Exploring the Responses of Teak and Eucalyptus to Elevated Carbon Dioxide in a Changing Atmosphere

Abstract

Global warming plays a major role in climate change that is mainly caused by the increase of atmospheric carbon dioxide (CO2) and other greenhouse gases (GHGs) such as Methane (CH4), Nitrous oxide(N2O) and Chloro Fluoro Carbons (CFC) level in the last two decades. These greenhouse gases partially absorb long wave radiation remitted by the earth’s warm surface and re-emit the same resulting in warming up in the atmosphere. Climate change can be identified by changes in mean and variability of its properties. Climate changes are operated by the increase of (Green House gases) of them Carbon dioxide (CO2) is one of the most important greenhouse gases because of which influence the growth and morphology of industrially important tree species in tropics. Teak and Eucalyptus are the economically important tree species grown throughout the world in current study found that morphological, physiological and biochemical changes under elevated CO2 conditions. Forests, comprising diverse ecosystems and housing a plethora of plant species, play a critical role in mitigating climate change by acting as carbon sinks. Among the key contributors to this dynamic, Teak and Eucalyptus, as prominent tropical tree species, have been identified for their potential to sequester carbon dioxide (CO2) and influence ecosystem dynamics. Understanding how these trees respond to elevated CO2 levels is imperative for predicting the resilience and adaptability of forest ecosystems in the face of ongoing climate change. As we navigate a changing climate, unraveling the intricacies of how these vital tree species interact with elevated CO2 provides crucial insights for informed forest management and conservation practices.

*INFORMATION*:
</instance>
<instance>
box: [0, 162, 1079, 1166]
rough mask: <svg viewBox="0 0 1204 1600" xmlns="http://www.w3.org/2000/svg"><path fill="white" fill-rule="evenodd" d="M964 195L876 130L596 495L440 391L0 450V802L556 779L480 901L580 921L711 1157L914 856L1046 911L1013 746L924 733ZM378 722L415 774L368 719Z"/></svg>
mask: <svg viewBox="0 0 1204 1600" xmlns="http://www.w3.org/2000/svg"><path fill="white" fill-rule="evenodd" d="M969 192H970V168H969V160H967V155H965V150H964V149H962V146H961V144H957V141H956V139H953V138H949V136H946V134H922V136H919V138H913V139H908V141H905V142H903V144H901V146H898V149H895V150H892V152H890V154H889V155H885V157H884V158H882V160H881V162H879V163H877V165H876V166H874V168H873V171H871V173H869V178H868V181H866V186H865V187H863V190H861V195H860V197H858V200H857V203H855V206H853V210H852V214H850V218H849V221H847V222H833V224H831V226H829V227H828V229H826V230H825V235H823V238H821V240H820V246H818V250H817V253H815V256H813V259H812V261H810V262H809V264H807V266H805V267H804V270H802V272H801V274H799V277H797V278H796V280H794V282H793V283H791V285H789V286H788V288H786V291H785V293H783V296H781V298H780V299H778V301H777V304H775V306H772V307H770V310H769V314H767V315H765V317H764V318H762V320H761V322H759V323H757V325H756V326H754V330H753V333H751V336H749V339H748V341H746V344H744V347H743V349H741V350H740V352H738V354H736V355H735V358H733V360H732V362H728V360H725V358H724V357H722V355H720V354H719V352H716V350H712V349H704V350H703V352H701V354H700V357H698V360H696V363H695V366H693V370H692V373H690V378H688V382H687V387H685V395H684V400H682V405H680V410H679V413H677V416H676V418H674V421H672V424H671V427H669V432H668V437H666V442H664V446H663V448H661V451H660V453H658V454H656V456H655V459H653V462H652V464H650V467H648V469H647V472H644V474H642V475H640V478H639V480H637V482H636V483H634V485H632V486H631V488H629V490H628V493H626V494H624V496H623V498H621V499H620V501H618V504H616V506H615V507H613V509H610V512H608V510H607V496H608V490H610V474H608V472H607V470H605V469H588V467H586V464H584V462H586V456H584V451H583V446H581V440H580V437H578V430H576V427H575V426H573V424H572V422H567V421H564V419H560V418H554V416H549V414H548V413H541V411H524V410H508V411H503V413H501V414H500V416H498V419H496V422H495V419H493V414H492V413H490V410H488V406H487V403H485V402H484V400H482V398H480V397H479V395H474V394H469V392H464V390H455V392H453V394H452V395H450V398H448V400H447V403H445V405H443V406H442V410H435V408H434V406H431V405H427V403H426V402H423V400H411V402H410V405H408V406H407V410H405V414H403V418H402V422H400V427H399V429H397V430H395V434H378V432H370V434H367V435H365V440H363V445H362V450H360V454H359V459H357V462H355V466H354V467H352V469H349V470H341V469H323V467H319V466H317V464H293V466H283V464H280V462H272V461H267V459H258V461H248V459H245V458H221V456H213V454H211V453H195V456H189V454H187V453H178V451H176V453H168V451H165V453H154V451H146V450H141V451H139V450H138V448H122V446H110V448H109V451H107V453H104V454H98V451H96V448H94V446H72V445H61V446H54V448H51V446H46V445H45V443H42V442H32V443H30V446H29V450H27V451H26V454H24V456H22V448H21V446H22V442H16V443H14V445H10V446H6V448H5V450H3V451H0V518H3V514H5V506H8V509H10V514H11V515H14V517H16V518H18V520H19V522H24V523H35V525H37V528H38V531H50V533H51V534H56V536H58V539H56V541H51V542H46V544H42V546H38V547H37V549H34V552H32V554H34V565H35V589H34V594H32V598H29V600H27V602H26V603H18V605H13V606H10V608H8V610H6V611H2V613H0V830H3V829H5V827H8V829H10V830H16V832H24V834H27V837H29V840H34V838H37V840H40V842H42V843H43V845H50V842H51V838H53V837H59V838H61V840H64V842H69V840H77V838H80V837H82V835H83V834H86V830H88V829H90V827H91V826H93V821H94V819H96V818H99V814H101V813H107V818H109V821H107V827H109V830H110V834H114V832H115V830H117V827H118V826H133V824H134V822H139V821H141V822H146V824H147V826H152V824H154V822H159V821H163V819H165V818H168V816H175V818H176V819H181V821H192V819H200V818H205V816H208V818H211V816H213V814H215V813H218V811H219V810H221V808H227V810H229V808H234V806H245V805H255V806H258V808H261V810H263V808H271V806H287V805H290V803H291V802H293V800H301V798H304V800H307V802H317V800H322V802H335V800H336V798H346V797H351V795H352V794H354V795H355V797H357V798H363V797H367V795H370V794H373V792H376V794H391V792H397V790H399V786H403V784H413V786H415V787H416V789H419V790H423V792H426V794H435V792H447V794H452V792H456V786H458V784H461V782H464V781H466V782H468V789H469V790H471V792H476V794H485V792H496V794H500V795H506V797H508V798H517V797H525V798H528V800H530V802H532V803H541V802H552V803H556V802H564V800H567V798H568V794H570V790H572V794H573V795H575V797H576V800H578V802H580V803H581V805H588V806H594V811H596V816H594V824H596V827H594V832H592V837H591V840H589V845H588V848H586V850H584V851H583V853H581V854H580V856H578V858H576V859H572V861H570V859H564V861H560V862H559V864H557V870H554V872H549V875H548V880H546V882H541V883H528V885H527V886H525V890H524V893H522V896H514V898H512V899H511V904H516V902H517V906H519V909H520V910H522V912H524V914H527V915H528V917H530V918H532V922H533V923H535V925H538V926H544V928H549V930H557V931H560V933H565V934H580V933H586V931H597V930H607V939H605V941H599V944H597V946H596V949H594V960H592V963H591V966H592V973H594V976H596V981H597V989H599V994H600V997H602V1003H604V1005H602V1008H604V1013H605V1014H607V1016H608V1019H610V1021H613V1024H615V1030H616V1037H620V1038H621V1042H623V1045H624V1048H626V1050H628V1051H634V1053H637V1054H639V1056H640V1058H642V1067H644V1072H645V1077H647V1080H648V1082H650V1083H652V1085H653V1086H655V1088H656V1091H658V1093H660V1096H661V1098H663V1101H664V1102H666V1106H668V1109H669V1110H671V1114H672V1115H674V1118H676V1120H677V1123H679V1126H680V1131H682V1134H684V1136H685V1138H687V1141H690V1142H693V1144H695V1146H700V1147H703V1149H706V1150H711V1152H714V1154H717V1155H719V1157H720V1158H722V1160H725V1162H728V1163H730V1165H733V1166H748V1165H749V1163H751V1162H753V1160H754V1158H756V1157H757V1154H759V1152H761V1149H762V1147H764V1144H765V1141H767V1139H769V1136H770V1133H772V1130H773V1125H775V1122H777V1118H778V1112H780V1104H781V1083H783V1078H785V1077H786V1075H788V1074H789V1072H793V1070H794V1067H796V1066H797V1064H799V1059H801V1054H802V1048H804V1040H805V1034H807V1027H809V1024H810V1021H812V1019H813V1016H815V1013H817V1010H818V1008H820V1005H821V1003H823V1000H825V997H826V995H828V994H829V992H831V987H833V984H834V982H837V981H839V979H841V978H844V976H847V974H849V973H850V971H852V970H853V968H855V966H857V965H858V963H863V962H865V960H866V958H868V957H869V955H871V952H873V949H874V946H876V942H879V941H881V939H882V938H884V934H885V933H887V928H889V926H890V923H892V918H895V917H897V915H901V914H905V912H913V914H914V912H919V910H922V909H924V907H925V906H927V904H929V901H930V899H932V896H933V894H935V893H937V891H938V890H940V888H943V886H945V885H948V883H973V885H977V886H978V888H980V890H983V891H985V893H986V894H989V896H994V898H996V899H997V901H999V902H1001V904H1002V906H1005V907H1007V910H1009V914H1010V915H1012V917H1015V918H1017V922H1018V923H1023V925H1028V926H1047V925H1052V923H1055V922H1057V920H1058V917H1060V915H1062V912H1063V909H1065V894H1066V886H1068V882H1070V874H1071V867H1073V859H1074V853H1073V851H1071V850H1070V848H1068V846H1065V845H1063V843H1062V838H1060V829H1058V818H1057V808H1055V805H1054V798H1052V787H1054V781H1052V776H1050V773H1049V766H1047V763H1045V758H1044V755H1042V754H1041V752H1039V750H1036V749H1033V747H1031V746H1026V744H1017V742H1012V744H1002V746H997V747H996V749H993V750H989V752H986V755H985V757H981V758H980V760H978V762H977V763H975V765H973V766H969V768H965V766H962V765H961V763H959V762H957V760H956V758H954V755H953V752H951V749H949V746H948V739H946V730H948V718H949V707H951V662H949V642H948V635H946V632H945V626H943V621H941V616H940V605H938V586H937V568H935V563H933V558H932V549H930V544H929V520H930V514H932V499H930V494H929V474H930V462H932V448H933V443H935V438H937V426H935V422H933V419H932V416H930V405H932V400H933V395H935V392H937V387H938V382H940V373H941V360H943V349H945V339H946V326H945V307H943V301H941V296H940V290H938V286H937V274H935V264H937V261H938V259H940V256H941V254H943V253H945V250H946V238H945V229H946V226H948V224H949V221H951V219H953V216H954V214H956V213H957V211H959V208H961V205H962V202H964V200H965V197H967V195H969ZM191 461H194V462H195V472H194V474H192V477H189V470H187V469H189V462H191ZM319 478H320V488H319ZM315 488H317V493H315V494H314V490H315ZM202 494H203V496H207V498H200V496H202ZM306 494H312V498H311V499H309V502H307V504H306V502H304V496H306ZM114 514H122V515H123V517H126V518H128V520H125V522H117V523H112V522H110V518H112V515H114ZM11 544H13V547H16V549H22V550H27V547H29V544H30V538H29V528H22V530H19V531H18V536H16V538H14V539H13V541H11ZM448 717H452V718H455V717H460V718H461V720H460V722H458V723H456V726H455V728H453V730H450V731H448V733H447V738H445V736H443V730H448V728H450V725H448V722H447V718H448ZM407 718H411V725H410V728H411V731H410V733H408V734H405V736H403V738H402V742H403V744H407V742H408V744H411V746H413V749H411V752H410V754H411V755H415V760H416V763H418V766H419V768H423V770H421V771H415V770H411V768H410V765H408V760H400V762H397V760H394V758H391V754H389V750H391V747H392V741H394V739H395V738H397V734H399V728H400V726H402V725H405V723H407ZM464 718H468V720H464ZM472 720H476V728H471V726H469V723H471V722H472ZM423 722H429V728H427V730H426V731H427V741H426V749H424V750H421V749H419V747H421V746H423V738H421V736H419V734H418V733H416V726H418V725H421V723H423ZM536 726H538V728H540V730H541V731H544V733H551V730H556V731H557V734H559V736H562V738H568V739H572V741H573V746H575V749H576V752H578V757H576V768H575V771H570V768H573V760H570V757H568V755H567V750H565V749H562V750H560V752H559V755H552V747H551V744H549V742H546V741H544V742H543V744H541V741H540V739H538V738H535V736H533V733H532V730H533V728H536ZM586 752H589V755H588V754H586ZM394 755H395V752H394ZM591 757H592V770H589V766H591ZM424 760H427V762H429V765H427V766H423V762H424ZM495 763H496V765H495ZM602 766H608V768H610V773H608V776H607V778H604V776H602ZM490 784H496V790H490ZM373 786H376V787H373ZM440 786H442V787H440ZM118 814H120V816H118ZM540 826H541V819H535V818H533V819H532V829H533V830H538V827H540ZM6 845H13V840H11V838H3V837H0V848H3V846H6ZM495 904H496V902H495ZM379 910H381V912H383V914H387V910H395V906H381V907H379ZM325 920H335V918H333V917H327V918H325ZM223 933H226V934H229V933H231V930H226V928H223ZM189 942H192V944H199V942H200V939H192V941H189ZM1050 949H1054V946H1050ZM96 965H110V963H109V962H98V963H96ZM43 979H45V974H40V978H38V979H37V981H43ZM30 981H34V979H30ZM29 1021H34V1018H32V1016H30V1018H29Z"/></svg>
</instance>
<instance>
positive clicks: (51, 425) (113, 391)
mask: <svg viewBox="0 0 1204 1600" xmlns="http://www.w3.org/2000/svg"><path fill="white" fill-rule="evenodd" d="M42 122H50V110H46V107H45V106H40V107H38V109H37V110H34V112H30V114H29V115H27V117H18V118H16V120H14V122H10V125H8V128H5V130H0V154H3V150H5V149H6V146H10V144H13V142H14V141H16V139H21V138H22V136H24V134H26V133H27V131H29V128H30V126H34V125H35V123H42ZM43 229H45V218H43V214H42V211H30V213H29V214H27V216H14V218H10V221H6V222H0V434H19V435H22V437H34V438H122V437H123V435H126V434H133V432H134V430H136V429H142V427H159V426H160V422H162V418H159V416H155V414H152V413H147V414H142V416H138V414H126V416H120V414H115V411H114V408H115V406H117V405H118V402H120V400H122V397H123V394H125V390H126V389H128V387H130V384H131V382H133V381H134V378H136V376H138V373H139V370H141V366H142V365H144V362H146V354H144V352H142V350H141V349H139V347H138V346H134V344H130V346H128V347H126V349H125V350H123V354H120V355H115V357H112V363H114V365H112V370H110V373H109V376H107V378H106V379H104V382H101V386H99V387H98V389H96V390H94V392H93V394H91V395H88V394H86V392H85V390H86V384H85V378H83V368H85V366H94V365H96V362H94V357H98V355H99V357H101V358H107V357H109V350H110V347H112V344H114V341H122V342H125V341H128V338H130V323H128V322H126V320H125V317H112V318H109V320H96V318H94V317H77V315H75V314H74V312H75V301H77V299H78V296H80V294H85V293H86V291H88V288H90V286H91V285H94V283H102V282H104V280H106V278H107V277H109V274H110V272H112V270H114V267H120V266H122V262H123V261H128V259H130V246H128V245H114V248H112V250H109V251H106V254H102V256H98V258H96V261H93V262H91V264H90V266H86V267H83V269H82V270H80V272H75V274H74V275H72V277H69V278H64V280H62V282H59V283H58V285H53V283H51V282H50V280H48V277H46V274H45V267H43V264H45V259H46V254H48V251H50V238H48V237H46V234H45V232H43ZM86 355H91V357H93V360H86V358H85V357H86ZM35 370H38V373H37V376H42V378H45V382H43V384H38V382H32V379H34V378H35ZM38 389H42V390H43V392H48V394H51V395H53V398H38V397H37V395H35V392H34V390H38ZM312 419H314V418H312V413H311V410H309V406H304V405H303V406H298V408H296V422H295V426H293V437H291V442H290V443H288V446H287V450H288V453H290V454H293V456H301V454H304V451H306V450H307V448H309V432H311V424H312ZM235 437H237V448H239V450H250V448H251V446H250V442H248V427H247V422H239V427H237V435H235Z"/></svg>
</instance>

*COMPLETE THE FOLLOWING*:
**A.** Answer each question from the abstract on teak and eucalyptus, one answer per line:
(i) What three kinds of changes did the study find under elevated CO2 conditions?
(ii) By what changes can climate change be identified?
(iii) By acting as what do forests help mitigate climate change?
**B.** List every greenhouse gas named in the abstract on teak and eucalyptus.

*WRITTEN ANSWERS*:
**A.**
(i) Morphological, physiological and biochemical changes.
(ii) Changes in the mean and variability of its properties.
(iii) Carbon sinks.

**B.**
- Carbon dioxide (CO2)
- Methane (CH4)
- Nitrous oxide (N2O)
- Chloro Fluoro Carbons (CFC)